• _Your tasks_:
a. Name every person mentioned in the Ocean Cuisine wastewater passage.
b. In the Ocean Cuisine wastewater passage, what was the daily capacity of the system that previously sat on the pad?
c. Continue the Ocean Cuisine wastewater passage after its final sentence.

• _Extract provided_:
Though the plant that he and his chemical representative visited in New Jersey was a pharmaceutical plant, much different from Ocean Cuisine with its food industry slant, the principles of how things worked in both wastewater systems were still the same. Gochakowski was impressed by the way the New Jersey system looked and operated. He did get quotes from one other company, but he was most impressed with the Hydroxyl Systems setup.
Turner, who is vice president of sales for Hydroxyl Systems, continued to stay in contact with Ocean Cuisine from the fall of 2003 until the spring of 2004, when he was able to meet with Gochakowski.
From there Turner continued speaking with Jonathan Arena, director of manufacturing for Ocean Cuisine. “During one of the calls I made to discuss the system, Jonathan finally said: ‘If you can do the installation during the annual two-week shutdown period, getting everything ready and staged, I am willing to talk.”
After observing the system already in place, Hydroxyl Systems knew it had to design something that could fit the pad that Ocean Cuisine already had in place.
Hydroxyl Systems offered Ocean Cuisine its unique approach to biological treatment using a fluidized-bed bioreactor process with continuous sloughing action in just one pass.
The design called for extreme compactness, operating and residing on the single pad where the previous, 30,000-gallon-per-day system had resided—as well as providing three times the overall operation capacity. “The price was right, and we were extremely responsive to their needs,” says Turner. “I think they have been pretty happy overall so far.”

• _Records provided_:

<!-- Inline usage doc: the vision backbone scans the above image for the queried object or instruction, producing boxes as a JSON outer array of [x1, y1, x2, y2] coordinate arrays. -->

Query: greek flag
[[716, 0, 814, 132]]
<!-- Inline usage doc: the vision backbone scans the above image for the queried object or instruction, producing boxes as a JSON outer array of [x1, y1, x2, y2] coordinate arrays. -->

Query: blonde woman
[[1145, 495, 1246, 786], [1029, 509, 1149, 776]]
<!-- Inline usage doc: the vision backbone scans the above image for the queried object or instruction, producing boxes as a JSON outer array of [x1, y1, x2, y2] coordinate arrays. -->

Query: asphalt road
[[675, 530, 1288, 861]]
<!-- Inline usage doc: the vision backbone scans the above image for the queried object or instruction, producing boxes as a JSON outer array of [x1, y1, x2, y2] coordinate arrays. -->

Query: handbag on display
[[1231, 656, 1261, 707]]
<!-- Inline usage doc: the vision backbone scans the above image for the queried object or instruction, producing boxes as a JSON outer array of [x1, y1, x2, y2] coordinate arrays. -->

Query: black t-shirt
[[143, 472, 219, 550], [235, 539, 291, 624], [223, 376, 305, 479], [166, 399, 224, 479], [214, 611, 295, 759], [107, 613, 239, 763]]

--

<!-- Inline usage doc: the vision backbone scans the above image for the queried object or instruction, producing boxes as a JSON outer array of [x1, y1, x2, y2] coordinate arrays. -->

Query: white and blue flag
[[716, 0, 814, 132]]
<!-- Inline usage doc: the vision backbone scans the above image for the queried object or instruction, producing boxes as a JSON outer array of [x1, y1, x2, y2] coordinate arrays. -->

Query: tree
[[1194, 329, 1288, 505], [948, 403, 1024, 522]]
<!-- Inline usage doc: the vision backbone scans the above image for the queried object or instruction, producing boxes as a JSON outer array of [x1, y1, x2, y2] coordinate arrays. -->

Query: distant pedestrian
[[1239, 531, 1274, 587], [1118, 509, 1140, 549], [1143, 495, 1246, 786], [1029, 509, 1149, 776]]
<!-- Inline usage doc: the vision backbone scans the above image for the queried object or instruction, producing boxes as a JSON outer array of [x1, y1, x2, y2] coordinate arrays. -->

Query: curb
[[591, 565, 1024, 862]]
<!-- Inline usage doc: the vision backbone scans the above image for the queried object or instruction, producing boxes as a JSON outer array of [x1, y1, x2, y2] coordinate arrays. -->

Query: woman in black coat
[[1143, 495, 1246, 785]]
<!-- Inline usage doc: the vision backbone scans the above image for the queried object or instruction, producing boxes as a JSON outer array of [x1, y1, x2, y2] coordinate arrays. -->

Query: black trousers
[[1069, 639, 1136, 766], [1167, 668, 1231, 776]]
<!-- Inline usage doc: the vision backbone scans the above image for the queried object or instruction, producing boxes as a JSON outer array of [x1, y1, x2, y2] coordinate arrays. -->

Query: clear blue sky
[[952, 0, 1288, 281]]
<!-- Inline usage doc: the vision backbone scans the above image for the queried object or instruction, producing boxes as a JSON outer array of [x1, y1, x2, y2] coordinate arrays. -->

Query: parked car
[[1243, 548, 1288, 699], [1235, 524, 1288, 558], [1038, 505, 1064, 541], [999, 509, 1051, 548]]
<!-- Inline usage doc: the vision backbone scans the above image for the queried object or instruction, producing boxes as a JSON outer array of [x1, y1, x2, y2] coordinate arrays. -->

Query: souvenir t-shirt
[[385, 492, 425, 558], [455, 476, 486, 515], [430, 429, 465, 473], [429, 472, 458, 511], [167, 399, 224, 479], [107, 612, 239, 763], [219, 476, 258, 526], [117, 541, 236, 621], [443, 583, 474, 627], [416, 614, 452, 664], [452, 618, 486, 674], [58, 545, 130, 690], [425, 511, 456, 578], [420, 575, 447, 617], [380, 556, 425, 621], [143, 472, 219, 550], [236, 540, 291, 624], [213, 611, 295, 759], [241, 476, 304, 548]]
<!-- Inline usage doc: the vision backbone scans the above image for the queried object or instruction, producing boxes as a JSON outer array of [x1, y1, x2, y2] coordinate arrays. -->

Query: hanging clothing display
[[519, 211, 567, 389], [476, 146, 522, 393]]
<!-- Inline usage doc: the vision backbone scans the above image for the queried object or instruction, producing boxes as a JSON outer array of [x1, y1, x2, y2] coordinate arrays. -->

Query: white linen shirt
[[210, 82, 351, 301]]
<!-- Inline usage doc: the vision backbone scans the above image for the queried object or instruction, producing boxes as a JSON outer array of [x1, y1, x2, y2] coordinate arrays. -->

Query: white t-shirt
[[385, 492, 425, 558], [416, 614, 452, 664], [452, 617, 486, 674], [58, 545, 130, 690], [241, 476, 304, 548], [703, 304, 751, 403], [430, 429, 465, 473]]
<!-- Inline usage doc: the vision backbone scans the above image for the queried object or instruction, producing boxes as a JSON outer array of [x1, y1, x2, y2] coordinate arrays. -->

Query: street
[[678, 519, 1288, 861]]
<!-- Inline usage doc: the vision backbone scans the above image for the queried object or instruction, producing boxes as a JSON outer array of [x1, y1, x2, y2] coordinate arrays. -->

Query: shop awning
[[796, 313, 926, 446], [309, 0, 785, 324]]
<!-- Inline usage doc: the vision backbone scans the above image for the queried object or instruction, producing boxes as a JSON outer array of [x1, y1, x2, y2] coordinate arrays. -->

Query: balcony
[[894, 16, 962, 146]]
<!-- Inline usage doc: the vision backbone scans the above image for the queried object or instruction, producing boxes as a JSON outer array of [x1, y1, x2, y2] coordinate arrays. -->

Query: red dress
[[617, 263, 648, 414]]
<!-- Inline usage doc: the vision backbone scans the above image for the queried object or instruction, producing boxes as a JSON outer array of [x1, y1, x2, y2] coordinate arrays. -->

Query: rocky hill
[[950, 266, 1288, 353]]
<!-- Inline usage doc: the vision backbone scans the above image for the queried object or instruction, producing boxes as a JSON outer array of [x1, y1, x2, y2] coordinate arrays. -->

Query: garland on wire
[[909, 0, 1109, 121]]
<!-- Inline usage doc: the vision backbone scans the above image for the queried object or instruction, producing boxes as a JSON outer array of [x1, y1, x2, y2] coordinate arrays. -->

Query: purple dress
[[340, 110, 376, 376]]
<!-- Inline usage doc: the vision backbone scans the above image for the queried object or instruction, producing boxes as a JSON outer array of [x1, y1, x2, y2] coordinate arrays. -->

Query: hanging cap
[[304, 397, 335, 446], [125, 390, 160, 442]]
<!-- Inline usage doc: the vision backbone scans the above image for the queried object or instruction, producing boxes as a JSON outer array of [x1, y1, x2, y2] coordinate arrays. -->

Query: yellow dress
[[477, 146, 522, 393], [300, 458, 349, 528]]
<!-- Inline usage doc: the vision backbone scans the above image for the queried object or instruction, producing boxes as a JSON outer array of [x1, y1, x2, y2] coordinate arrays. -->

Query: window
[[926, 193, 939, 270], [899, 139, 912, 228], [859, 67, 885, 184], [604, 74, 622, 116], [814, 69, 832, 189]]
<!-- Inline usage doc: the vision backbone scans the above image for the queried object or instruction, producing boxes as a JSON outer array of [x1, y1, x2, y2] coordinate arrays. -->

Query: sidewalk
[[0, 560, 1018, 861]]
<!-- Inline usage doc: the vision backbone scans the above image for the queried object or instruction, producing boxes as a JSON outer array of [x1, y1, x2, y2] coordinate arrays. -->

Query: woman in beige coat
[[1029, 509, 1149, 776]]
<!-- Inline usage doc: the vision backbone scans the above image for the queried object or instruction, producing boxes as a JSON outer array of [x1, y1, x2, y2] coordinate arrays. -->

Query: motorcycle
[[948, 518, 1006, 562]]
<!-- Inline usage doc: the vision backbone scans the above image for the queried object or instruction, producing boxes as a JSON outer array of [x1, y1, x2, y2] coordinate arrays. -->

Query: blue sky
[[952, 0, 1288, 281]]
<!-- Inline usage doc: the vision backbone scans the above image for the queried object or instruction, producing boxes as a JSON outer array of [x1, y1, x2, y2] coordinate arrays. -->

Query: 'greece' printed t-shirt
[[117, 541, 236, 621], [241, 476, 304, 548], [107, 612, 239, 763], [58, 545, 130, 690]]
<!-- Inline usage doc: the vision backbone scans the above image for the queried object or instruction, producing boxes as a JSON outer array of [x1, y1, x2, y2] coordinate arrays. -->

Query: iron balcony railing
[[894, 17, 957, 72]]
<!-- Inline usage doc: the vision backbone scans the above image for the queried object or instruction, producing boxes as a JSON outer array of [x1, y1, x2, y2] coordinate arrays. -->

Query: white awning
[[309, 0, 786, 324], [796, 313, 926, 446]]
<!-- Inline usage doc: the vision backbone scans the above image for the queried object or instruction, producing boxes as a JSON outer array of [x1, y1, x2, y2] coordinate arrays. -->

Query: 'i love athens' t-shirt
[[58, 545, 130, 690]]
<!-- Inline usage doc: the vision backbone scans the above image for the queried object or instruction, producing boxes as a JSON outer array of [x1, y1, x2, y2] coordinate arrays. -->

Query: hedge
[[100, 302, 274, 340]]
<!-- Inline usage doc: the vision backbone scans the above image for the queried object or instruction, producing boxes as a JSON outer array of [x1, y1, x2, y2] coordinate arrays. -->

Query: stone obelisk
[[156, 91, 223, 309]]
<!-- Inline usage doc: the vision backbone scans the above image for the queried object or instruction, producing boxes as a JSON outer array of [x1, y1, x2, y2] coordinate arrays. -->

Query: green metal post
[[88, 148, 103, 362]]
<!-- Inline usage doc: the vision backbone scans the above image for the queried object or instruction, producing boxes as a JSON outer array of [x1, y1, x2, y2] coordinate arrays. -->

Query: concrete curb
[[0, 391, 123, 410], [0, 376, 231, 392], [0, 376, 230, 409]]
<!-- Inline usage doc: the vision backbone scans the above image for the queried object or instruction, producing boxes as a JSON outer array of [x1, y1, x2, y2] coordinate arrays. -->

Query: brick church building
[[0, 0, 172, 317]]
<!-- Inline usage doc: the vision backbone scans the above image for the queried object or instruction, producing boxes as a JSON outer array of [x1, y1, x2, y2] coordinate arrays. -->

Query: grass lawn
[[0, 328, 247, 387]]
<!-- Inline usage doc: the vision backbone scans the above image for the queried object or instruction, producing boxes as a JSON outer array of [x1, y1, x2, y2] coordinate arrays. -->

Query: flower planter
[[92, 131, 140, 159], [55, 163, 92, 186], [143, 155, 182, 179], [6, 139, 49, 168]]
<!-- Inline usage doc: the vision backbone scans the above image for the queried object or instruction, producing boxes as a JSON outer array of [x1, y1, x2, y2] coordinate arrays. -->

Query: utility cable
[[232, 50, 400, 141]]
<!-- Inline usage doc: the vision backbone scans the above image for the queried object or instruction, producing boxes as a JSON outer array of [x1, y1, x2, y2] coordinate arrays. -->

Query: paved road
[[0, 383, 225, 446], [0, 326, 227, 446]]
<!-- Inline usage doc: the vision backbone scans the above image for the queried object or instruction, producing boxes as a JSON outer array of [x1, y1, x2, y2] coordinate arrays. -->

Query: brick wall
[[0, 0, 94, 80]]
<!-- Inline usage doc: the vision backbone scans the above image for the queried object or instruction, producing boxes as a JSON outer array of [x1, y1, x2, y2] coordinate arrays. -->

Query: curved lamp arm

---

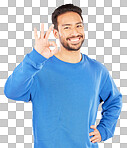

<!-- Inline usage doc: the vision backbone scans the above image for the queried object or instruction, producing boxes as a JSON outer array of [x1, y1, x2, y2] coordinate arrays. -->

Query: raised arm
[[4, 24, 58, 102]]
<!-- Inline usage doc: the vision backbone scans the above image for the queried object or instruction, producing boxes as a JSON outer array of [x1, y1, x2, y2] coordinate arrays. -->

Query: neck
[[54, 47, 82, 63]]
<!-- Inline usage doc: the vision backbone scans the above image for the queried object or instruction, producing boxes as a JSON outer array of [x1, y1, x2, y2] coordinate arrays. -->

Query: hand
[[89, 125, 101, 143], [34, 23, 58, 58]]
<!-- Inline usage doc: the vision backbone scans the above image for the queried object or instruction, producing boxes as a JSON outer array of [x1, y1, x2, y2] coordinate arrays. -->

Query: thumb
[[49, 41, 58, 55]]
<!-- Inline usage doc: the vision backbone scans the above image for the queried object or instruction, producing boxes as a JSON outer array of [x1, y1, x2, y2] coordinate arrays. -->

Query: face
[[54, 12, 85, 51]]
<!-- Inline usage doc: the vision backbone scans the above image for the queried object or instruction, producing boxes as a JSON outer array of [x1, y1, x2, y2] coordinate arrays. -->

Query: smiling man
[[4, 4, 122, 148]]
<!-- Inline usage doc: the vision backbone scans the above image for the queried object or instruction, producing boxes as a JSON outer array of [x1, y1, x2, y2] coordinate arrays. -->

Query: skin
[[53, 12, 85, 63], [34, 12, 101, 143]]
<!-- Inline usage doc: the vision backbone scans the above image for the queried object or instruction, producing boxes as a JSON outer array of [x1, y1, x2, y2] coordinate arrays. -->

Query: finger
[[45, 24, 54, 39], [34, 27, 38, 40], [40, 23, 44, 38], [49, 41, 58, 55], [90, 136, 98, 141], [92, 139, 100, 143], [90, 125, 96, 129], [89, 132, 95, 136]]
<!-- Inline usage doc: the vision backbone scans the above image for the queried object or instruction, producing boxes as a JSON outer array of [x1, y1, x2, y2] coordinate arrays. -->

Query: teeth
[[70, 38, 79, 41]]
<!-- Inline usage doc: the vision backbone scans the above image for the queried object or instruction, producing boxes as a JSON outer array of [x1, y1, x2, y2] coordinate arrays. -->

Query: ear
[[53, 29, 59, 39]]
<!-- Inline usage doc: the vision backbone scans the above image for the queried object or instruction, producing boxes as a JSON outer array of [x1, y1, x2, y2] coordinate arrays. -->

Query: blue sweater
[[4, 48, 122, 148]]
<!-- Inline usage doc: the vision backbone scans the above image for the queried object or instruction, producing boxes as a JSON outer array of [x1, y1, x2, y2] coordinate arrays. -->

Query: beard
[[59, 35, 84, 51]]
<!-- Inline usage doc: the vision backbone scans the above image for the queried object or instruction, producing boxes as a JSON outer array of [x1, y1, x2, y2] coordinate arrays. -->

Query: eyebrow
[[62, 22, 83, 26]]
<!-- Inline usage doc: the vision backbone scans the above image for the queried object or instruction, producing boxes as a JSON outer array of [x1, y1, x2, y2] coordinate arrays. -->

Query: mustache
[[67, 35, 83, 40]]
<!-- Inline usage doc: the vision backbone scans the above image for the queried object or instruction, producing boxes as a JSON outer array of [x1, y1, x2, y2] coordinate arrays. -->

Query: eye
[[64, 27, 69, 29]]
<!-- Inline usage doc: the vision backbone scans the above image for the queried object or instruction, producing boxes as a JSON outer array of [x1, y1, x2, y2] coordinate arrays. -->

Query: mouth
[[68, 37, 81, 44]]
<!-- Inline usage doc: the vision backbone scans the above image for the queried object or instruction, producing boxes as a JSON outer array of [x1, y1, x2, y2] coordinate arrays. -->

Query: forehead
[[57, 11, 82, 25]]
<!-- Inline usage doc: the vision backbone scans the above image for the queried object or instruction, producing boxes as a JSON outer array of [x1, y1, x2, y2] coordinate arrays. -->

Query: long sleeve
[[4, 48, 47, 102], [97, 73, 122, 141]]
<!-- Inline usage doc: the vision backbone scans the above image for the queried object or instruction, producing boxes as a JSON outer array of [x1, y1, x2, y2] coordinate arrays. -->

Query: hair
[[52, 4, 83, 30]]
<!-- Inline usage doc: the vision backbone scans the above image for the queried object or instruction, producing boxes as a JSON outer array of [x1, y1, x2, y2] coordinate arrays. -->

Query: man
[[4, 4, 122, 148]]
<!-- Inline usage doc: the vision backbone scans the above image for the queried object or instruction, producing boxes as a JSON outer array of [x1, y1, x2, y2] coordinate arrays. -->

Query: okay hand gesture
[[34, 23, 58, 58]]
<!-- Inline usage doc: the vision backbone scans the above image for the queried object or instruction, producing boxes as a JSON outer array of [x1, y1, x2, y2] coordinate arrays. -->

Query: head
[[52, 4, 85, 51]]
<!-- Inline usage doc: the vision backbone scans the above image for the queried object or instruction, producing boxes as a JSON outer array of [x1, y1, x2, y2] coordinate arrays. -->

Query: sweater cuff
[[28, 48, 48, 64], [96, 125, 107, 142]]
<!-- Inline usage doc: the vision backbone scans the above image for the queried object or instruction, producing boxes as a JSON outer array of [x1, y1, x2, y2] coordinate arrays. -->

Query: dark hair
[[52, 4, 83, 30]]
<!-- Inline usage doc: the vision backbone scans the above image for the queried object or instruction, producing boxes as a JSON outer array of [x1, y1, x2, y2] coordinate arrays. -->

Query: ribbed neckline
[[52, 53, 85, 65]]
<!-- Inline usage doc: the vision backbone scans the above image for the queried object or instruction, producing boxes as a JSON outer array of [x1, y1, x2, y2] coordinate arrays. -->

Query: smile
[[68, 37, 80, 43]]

• _Responses by task_:
a. Gochakowski, Turner, Jonathan Arena

b. 30,000 gallons per day.

c.
The work order for the project was received in April. Hydroxyl Systems then had everything ready for staging and implementation by the first week in July 2004.
Out With the Old, In With the New
Ocean Cuisine’s old system involved a fixed-film process with substrate media that remained mostly static, not moving.
“Our technology features a moving and fluidized system for a dynamic sloughing action of the media to remove the dead biomass,” says Turner.
“Static systems do not remove that biomass, and it accumulates, building up until it creates a septic system where you are generating methane gas,” he says. “That is the odor being generated. When Ocean Cuisine took apart the trickling filter with its static media packs—eventually having to dismantle it with a welding torch to remove the sides—there was a buildup, nearly to the top, with eight feet of sludge deposits.”
Gochakowski recalls the dismantling of the old system. “We knocked it down and apart with a crane-like setup. The media that was originally in there was clogged solid. Much of the sides were made of plastic, and when we hit the unit it simply shattered everywhere and black sludge was present on the media. Since our pad had a curb around it, the waste material did stay within the pad. The demolition crew we employed worked during our normal shutdown period in July. The waste material was placed in a container as the system was knocked down. Everyone did a tremendous job, considering the mess it made. They all pulled together as a great team.”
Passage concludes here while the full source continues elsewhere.